**PROBLEM DETAILS:**
Nothing but the lines from the one containing "of the sandy" to the end of the data should be returned, each exactly as written.

**DATASET ENTRIES:**
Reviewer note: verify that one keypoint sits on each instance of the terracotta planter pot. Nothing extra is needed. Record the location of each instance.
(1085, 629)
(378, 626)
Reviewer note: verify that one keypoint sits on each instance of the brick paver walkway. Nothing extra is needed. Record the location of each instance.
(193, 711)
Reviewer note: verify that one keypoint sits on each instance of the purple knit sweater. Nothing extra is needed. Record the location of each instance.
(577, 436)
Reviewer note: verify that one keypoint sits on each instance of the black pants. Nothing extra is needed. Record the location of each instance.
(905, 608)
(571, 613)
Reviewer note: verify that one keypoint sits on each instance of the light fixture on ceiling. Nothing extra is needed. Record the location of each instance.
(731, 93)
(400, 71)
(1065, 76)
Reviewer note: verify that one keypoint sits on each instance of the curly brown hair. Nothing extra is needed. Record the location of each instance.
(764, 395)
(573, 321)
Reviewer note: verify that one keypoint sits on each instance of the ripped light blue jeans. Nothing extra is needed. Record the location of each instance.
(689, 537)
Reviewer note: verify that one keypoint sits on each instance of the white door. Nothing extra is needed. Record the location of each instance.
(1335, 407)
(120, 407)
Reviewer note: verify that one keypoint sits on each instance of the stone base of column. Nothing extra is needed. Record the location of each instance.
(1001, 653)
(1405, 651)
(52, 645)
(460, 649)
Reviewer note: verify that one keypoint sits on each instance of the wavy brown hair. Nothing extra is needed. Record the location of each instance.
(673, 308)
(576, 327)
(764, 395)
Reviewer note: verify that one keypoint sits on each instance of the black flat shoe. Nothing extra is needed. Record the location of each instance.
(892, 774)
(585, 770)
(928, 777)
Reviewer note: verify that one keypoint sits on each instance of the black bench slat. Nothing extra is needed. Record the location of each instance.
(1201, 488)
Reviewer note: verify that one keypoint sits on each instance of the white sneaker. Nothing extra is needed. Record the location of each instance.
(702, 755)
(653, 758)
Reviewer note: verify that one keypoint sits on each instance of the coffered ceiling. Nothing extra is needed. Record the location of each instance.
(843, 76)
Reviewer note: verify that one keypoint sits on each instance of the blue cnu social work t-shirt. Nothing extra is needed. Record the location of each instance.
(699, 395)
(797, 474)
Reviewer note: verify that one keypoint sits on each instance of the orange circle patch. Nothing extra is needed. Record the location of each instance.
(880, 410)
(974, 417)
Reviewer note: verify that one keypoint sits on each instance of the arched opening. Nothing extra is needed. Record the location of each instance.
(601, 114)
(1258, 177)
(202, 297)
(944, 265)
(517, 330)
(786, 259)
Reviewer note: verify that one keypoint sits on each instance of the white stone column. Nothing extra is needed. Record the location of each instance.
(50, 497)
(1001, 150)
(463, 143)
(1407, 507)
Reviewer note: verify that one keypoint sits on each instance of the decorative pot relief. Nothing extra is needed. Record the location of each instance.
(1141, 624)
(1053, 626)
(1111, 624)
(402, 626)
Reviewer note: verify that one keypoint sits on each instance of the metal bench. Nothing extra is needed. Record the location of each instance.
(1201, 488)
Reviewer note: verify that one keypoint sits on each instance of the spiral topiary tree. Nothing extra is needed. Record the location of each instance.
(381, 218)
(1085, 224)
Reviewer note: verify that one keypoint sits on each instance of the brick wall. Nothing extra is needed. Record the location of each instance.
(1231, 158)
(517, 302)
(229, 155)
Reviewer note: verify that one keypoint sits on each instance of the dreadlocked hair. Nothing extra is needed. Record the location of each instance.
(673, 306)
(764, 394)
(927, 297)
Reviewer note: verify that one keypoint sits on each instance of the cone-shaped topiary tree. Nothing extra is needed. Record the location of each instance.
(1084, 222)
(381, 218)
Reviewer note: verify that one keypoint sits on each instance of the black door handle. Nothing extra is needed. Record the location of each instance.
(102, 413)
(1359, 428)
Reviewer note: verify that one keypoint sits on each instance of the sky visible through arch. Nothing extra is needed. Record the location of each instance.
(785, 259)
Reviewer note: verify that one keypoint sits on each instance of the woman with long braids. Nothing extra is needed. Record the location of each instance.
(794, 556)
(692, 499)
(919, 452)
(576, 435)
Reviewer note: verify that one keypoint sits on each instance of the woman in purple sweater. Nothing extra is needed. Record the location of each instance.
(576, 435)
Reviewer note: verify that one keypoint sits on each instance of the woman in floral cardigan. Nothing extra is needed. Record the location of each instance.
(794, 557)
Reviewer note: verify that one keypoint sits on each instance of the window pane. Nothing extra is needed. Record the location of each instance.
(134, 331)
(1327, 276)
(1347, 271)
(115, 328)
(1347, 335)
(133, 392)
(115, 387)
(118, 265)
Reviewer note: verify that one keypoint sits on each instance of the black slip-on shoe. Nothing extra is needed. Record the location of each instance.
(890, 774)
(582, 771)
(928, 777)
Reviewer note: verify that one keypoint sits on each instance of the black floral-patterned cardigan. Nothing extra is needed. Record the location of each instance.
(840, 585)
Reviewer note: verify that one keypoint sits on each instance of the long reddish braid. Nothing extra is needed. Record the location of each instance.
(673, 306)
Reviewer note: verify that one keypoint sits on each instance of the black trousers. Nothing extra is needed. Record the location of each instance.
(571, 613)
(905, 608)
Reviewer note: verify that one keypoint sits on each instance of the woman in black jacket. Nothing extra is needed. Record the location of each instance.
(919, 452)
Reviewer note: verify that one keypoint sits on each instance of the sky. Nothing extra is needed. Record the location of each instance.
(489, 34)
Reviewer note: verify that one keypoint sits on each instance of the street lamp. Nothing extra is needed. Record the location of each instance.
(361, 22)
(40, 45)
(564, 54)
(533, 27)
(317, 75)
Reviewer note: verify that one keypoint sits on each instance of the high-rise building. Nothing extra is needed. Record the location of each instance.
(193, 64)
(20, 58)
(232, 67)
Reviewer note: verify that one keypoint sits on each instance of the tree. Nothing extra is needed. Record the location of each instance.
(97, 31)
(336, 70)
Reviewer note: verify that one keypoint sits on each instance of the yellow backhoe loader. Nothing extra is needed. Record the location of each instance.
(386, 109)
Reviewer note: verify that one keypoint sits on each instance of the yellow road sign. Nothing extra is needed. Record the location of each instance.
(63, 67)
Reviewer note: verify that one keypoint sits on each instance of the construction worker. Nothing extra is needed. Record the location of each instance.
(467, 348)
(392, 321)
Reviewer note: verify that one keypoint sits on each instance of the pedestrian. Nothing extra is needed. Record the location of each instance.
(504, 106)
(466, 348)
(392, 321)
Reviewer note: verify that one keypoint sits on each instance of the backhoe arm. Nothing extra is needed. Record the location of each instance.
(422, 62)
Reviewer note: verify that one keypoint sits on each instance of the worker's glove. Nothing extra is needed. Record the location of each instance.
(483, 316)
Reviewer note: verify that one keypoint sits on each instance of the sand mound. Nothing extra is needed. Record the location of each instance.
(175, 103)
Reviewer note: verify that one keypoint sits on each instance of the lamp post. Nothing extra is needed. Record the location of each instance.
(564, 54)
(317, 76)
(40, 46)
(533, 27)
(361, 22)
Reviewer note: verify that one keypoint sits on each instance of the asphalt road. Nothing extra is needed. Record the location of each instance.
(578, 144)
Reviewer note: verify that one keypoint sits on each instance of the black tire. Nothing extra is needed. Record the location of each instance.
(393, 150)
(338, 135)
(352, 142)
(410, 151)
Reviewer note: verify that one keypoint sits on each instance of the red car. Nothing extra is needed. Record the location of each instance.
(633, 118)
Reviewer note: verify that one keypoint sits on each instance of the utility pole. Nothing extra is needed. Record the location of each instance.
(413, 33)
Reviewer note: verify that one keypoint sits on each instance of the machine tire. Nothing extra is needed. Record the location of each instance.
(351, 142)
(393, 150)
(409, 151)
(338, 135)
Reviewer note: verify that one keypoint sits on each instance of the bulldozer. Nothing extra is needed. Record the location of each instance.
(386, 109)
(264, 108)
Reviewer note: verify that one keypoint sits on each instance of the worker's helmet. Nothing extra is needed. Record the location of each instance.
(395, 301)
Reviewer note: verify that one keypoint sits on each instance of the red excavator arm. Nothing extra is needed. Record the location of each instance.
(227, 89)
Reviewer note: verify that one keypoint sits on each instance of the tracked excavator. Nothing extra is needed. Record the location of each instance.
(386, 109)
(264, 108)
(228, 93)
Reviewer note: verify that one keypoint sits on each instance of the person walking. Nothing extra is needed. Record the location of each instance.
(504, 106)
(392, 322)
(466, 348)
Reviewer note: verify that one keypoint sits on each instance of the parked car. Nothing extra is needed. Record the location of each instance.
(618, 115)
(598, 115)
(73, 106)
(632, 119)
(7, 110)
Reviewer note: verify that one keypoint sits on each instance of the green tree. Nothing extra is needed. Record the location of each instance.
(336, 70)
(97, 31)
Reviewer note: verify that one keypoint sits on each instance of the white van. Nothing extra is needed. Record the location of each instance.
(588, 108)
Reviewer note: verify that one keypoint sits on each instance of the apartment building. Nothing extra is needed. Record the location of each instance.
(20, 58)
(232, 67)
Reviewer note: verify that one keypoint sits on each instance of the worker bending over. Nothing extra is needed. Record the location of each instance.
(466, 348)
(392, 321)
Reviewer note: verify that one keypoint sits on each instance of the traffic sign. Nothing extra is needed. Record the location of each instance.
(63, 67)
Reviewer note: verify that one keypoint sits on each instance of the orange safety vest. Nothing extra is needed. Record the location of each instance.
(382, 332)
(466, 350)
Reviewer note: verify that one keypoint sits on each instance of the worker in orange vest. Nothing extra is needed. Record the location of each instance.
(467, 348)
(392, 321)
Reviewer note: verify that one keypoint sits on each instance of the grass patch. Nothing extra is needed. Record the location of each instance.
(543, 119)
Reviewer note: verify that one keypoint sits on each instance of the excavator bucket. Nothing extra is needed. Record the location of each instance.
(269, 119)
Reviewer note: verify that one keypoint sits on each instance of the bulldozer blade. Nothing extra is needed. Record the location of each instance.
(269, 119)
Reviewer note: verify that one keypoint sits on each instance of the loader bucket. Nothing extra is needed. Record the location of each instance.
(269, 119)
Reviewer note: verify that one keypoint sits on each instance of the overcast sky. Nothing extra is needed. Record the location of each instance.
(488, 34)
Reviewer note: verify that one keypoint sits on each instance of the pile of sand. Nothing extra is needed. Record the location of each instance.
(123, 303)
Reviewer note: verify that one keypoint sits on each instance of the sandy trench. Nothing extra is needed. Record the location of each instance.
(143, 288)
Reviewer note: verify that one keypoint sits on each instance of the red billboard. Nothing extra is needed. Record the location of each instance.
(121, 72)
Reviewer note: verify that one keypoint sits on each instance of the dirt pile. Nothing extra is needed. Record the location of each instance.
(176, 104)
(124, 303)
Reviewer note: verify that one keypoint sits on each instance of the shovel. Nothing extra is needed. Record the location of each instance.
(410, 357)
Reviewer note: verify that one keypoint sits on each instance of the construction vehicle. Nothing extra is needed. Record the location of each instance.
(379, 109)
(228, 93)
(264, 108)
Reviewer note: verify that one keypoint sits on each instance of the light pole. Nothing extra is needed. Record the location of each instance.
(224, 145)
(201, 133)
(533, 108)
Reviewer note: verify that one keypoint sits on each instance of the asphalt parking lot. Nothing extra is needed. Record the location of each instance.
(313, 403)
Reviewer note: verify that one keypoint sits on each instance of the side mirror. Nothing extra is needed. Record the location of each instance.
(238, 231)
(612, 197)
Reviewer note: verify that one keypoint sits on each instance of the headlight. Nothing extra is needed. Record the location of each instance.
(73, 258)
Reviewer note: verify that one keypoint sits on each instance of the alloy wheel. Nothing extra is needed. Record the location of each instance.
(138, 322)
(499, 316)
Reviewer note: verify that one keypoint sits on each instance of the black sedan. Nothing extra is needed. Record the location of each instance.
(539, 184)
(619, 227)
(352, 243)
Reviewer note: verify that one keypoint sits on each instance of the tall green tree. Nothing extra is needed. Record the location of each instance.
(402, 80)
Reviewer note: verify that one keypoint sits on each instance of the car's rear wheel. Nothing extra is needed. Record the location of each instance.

**ANSWER:**
Reviewer note: verify that one keypoint sits on each instance of the sandy trench. Nothing extra is needed. Record the location of each instance.
(143, 288)
Reviewer note: verify that one keypoint sits on each instance of the red billboard. Nothing extra is needed. Record the location of each instance.
(121, 72)
Reviewer note: verify that one keypoint sits on each instance of the dirt pile. Nothing extra is needed. Record the location of each instance.
(176, 104)
(124, 303)
Reviewer note: verify that one keypoint sits on each instance of the shovel. Nothing extra is needed. Record the location of each instance.
(410, 357)
Reviewer note: verify that one keypoint sits on each instance of the construction vehicle. Nothing extra is needed. Record the location of each instance.
(379, 109)
(228, 93)
(264, 108)
Reviewer note: verify that one keypoint sits on each instance of the light pole. Nothing extra is needed. Record the location of each instance.
(224, 145)
(201, 133)
(533, 108)
Reviewer note: verify that one keypoint sits on each instance of the asphalt parking lot. Nothing extra is needed. Record the location of each instance.
(313, 403)
Reviewer note: verify that one keypoint sits on each instance of the side mirror. Nothing extra is needed. Record the location of each instance.
(238, 231)
(612, 197)
Reviewer note: verify that one keypoint sits on each instance of the headlight. Nothing extra is needed. Record the location of each instance.
(73, 258)
Reviewer note: verify that one keypoint sits on each instance of the alloy wheel. Nothing extra is needed. Record the location of each instance.
(138, 322)
(499, 316)
Reviewer note: verify that one keypoint sits on each instance of the black sedan. Nothing extra is needed. Record the location of each instance.
(539, 184)
(619, 227)
(352, 243)
Reviewer note: verify that one keypoint sits on each instance of the tall green tree. Nothing extra is needed. Record the location of each instance.
(402, 80)
Reviewer note: verify that one keypoint sits on each instance of the car's rear wheel. Nothing extra is needed. Record the location of each instance.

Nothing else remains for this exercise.